- [Görev Tanımı]:
Üsküdar söyleşisinde konuşan kişi liseyi hangi okulda okumuştur?

- [Metin Bölümü]:

○ ○ ○

ÜSKÜDAR / MUSTAFA KARA
Sizi kısaca tanıyabilirmiyiz? İlk siyaset hayatınız nasıl başladı?
1968 yılında dünyaya geldim. Rahmetli babam, gerçekten zor şartlarda çocuklarına iyi bir eğitim vermek için gayret sarf etmiştir. Biz yedi kardeşiz, ben babamın en küçük evladıyım. Benden büyük üç ağabeyim ve dört ablam var. Ağabeylerimden ikisi üniversiteye gitme imkânını elde etmişti. O anlamda iki ağabeyim yüksek öğretimlerini eğitim fakültesinde tamamladılar. Her ikisi de belli bir süre öğretmenlik mesleğini icra etti. Ne var ki, başından beri rahmetli babamızın ticari faaliyetleri sebebiyle ağabeylerim de ticaret hayatına girmek durumunda kaldılar. Aile olarak, 1980 yılında Üsküdar’a yerleştik. Liseyi, Kadıköy Mehmet Beyazıt Lisesinde, üniversite eğitimimi ise, İTÜ Sakarya mühendislik fakültesi, inşaat mühendisliği bölümünde tamamladım. Bununla birlikte, daha üniversitede öğrenci iken ticari ve sosyal faaliyetlerin içinde yer aldım. 1996 yılında evlendim. Ailenin en küçük çocuğu olduğum için rahmetli babam ve Allah uzun ömürler versin annemle birlikte yaşadım. Benim için hayatta en değerli varlığım, gerek geniş anlamda büyük ailemiz, gerekse kendi eşim ve çocuklarımdır. Dünya tatlısı iki oğlum ve iki kızım var. Bütün gayretim ve hayatımın en önemli misyonu, rahmetli babamın çocuklarını, hayatın bütün zorluklarına rağmen en güzel şekilde yetiştirdiği gibi, aynı niyet ve duygularla, ben de çocuklarımı vatanına ve milletine faydalı birer insan olarak yetiştirmektir. Çok şükür, huzurlu ve mutlu bir aile hayatım var.

○ ○ ○

- [Sağlanan Bilgiler]:
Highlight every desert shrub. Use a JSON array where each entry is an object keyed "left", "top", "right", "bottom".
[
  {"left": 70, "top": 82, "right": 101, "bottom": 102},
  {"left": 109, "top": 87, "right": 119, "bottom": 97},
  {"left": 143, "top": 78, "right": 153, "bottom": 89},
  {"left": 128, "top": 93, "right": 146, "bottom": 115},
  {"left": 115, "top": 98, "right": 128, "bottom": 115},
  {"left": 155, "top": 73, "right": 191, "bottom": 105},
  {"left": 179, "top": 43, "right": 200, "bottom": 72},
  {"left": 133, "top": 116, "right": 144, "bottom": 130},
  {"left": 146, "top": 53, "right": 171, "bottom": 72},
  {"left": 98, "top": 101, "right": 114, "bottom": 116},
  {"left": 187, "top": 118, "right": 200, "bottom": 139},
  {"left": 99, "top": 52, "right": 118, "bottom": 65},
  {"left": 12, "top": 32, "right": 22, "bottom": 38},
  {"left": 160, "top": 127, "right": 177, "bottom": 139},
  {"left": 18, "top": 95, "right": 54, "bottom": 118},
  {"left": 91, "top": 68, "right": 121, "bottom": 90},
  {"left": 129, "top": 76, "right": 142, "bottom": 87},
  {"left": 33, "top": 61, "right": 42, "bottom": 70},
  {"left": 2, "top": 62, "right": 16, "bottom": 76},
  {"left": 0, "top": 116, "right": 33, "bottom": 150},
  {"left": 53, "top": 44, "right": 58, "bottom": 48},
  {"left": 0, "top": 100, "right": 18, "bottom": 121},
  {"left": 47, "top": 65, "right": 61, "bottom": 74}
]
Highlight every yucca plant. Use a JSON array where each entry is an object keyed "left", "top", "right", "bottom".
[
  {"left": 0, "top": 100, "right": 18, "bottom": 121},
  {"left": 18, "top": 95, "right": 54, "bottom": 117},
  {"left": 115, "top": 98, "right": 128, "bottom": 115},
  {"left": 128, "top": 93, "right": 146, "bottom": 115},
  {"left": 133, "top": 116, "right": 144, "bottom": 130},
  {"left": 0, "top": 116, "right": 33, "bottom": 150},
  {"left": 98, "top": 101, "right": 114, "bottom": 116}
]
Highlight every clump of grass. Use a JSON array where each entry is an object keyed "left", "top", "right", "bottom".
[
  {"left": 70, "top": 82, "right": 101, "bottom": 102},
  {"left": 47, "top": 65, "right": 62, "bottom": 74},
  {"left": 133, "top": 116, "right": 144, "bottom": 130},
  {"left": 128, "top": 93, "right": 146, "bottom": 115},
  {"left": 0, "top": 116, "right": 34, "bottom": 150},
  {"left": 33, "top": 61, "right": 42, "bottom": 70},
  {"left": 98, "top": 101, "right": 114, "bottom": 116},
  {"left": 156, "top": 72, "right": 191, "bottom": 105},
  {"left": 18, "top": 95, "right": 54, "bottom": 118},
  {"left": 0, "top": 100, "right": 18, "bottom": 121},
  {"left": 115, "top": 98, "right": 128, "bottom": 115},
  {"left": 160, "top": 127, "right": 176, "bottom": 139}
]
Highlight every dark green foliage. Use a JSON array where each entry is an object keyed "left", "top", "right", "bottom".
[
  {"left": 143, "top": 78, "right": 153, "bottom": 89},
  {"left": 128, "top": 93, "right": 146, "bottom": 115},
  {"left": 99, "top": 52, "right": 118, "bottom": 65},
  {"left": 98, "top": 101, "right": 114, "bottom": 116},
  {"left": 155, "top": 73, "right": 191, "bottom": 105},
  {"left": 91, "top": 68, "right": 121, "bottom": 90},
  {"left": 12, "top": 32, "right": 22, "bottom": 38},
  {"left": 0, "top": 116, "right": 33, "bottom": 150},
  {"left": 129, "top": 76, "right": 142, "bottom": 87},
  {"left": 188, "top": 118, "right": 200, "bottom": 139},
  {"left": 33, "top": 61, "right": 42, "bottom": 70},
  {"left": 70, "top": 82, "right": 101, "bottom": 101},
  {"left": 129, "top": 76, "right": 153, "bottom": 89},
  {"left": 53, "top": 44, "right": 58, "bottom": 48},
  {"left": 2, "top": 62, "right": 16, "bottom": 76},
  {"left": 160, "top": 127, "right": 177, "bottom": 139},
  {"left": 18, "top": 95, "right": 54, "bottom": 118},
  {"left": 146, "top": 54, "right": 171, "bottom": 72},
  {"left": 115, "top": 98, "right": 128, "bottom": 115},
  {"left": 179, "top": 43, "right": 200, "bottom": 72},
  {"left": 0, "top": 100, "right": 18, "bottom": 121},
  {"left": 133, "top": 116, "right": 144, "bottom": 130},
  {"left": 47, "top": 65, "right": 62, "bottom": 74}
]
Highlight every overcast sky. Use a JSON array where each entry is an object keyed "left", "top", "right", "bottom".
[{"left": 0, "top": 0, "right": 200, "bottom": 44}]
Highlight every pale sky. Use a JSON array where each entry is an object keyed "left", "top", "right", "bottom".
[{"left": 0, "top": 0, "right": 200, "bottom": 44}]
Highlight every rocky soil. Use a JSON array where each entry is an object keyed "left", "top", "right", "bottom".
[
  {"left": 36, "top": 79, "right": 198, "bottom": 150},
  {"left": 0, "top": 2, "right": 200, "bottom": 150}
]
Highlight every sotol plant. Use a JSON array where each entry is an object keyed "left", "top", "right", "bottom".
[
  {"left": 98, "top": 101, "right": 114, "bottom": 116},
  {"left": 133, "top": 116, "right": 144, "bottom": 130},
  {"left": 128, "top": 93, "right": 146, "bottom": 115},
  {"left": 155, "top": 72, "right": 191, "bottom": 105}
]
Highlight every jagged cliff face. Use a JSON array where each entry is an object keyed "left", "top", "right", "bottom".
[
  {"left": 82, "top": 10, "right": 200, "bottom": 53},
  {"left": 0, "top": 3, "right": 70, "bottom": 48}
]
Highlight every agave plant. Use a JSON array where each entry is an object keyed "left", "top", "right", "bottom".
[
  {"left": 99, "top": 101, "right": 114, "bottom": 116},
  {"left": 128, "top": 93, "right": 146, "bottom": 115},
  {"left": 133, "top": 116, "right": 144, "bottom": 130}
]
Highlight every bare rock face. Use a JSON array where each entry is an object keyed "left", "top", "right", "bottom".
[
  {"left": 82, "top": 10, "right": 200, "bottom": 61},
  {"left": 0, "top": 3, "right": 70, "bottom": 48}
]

○ ○ ○

- [Görev Sonucu]:
Kadıköy Mehmet Beyazıt Lisesinde okumuştur.